(GIVEN RECORDS begins)

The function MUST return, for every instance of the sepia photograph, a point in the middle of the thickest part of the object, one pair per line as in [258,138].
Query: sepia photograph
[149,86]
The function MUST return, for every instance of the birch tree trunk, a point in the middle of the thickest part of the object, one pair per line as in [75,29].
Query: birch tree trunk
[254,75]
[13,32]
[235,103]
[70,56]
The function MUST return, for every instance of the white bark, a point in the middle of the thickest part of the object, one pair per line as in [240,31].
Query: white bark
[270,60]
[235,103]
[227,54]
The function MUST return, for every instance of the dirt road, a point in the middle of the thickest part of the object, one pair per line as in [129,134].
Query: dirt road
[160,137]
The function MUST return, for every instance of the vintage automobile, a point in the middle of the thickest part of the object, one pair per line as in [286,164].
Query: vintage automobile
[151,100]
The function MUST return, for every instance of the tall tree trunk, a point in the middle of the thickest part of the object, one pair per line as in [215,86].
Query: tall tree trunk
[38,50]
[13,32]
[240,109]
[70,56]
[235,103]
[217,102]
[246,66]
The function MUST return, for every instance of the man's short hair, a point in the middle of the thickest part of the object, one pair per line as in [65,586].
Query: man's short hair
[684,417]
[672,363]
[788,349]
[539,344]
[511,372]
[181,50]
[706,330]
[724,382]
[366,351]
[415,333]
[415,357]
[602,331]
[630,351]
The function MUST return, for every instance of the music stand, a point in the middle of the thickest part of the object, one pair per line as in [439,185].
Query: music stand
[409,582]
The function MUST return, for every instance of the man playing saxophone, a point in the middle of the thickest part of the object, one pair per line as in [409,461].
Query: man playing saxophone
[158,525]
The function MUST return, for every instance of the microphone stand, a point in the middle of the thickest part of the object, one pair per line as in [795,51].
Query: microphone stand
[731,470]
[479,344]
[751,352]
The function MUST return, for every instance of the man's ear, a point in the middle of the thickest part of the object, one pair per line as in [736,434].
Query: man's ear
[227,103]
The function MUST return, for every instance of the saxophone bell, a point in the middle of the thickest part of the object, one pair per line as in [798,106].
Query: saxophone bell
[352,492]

(GIVEN RECORDS ends)

## WHAT IS REQUIRED:
Look above for the line containing "The function MUST return, for every instance of the man playing"; reproduce it and every line after it through the end of the material, exactly, and nothing else.

## EXERCISE ANSWER:
The function MUST return, for every instance of the man playing saxophone, a point in the middle of the thickest part of the object, one pair per line as in [409,461].
Query: man playing saxophone
[158,525]
The function MUST return, for every instance of the microphone stand, a point in the middle of the thickest part of the object, one pair per line as in [795,51].
Query: microphone stand
[731,470]
[479,344]
[751,352]
The function MUST return, for every instance of the man's ear, a point in the middle of the thickest part of the object, one pair per line as in [736,434].
Query: man's ear
[227,103]
The function MUST return, for every instance of the saxophone bell, a point in the middle of the thickest part of the object, one pair per line as in [798,106].
Query: saxophone bell
[352,492]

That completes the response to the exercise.